*EXERCISE DESCRIPTION*
Revise the entries below by changing every "Tag every instance" to "Mark each occurrence", keeping everything else unchanged.

*ENTRIES SHOWN*
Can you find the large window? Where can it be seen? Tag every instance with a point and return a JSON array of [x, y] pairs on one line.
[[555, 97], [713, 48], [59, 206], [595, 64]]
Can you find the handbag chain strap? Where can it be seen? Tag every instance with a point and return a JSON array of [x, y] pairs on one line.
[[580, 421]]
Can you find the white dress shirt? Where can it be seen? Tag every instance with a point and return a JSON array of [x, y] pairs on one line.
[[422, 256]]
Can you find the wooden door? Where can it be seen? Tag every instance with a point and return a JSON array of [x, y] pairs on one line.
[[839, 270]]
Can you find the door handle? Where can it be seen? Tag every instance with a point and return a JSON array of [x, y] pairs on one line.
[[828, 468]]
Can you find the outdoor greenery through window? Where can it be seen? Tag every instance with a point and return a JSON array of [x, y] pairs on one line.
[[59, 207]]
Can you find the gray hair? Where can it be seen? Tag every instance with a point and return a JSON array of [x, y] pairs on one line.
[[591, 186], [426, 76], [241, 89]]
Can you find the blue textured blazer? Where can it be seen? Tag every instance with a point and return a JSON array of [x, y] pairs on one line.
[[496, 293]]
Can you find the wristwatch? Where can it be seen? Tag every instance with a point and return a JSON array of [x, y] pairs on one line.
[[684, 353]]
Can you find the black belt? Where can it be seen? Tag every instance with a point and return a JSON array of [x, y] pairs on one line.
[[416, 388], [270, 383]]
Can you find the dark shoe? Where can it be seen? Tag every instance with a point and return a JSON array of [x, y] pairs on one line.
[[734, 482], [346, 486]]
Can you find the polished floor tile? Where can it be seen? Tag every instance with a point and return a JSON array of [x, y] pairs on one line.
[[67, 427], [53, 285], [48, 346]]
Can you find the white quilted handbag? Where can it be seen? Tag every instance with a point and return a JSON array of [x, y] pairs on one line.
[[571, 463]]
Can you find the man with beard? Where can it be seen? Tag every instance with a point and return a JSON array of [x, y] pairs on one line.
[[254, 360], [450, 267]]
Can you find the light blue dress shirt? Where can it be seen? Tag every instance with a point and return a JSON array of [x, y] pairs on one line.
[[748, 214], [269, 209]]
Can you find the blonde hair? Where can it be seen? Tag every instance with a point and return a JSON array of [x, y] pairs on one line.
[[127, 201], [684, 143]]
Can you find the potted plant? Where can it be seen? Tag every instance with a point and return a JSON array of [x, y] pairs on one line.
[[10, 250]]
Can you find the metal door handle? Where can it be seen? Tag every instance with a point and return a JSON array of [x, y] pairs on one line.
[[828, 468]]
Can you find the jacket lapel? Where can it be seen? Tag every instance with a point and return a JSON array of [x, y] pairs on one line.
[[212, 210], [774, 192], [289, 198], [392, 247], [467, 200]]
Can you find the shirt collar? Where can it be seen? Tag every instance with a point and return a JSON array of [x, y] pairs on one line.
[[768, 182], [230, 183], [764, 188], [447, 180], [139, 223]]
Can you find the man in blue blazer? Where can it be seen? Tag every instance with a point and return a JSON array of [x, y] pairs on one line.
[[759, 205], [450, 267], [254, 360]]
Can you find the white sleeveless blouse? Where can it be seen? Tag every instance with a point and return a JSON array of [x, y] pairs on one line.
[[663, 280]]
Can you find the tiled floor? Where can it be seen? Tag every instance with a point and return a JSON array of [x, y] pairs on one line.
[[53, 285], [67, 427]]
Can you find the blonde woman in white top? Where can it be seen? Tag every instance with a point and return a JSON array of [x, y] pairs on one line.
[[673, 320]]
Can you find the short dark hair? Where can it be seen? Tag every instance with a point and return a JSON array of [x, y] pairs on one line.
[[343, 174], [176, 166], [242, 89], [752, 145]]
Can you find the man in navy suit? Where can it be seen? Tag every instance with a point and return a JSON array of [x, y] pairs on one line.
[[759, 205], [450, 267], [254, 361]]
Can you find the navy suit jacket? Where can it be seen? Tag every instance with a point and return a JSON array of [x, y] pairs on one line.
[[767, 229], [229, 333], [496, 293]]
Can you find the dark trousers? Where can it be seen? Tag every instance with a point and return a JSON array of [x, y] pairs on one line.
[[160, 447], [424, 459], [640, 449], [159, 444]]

*EXERCISE ANSWER*
Can you find the large window? Where can it be seen? Mark each occurrence with a point and return a JSON array of [x, y] pairs on one line.
[[555, 97], [713, 48], [59, 206], [595, 64]]
Can you find the handbag chain strap? Where can it be seen? Mark each occurrence with a point and return a JSON array of [x, y] pairs on one line.
[[580, 421]]
Can you find the white dress shirt? Where can it be seen? Mark each occurrence with a point and return a JSON array of [x, y] pairs on one line.
[[422, 256]]
Can you find the wooden door? Where can it be seen? Mark each occurrence with a point and return a JSON array of [x, y] pairs on one line.
[[839, 270]]
Can you find the door handle? Where can it be seen? Mark each occurrence with a point and return a JSON array of [x, y] pairs on one line.
[[828, 468]]
Can you find the outdoor greenery through window? Where can it be seen? Mark each occurrence with a point and return a JSON array of [x, y] pairs on one line.
[[59, 207]]
Can you find the gray hair? Where can it be seen? Mark each occurrence with a point and return a JSON array of [x, y] pairs on one line.
[[591, 186], [426, 76], [241, 89]]
Can you find the blue textured blazer? Where can it be seen? Mark each occurrence with a point and return a JSON array of [x, y] pairs on one line.
[[496, 293]]
Can you find the wristwatch? Where can it be seen? Mark each occurrence with a point and return a JSON array of [x, y] pairs on one line.
[[684, 353]]
Can you find the black belt? Where can it be seen? Mark each occurrence with a point and return a JSON array of [x, y] pairs on one line.
[[416, 388], [270, 383]]
Can you find the dark shoe? Where can it be seen? Mark each occurrence with a point and return a JSON array of [x, y] pairs on one line.
[[734, 482], [346, 486]]
Can you find the polished floor tile? Where can it be seen? Mark each occurrence with a point and return a JSON array of [x, y] pairs on one line.
[[67, 427], [53, 285], [48, 346]]
Can you find the white quilted handbag? Where can it be seen? Mark each occurrence with a point and return a JSON array of [x, y] pairs on one line.
[[571, 463]]
Can you find the man with beard? Where can it be seen? Mark each occurrence with a point and return a JSON array of [x, y] pairs on one line.
[[254, 360], [450, 267]]
Can you find the light blue dress shirt? Where can it be seen? Mark each occurrence with a point and return a JSON array of [x, y] pairs on one line.
[[748, 214], [269, 209]]
Can you find the blonde hair? Where can it be seen? Mark each occurrence with a point and return a JSON array of [x, y] pairs on one line.
[[127, 201], [684, 143]]
Can you find the potted plant? Where can it be seen? Mark each occurrence with a point and return a JSON array of [x, y] pairs on one line.
[[10, 250]]
Can you find the metal door handle? Where can it be seen? Mark each occurrence with a point and return a JSON array of [x, y] pairs on one line.
[[828, 468]]
Can you find the jacket lapel? Where can it be seen? Mark each occurrence with a point and return a JSON array of [x, y] pairs on one line.
[[212, 210], [774, 192], [289, 198], [392, 247], [467, 200]]
Can you find the shirt collar? Where can it be seen? Mark each occurrence with a point and return a JSON array of [x, y] pairs on one line.
[[768, 182], [230, 183], [764, 188], [447, 180], [139, 223]]
Can you find the man in blue blazer? Where can it be seen? Mark each occurrence with a point and return a JSON array of [x, y] pairs on one line.
[[759, 205], [450, 267], [254, 360]]
Can you find the white sleeveless blouse? Where can it be seen? Mark each occurrence with a point and return a JSON array of [x, y] pairs on one line.
[[663, 280]]
Can you find the tiled floor? Where can it be seen? Mark each occurrence with a point and return a JSON array of [x, y] pairs on one line.
[[53, 285], [67, 427]]
Can you find the blonde woman in white top? Where can it be seen? Mark each occurrence with a point and return a JSON array of [x, y] pairs on one line.
[[673, 320]]
Can you find the short dark hair? Where can it be seen? Mark each occurrence with a point and return a JSON array of [x, y] pairs on one line.
[[343, 174], [176, 166], [242, 89], [752, 145]]
Can you find the man in navy suit? Where can it be seen? Mark each occurrence with a point and return a JSON array of [x, y] pairs on one line.
[[759, 205], [450, 267], [254, 361]]
Can you find the navy suit jacket? Where can it be seen? Mark each occurrence with a point and return a JSON array of [x, y] pairs on one line.
[[767, 229], [229, 333], [496, 293]]
Can you find the dark trousers? Where can it be seen? Mark each occurrence with a point and return a JSON array of [x, y] pairs on one line.
[[160, 447], [424, 459], [640, 449], [159, 444]]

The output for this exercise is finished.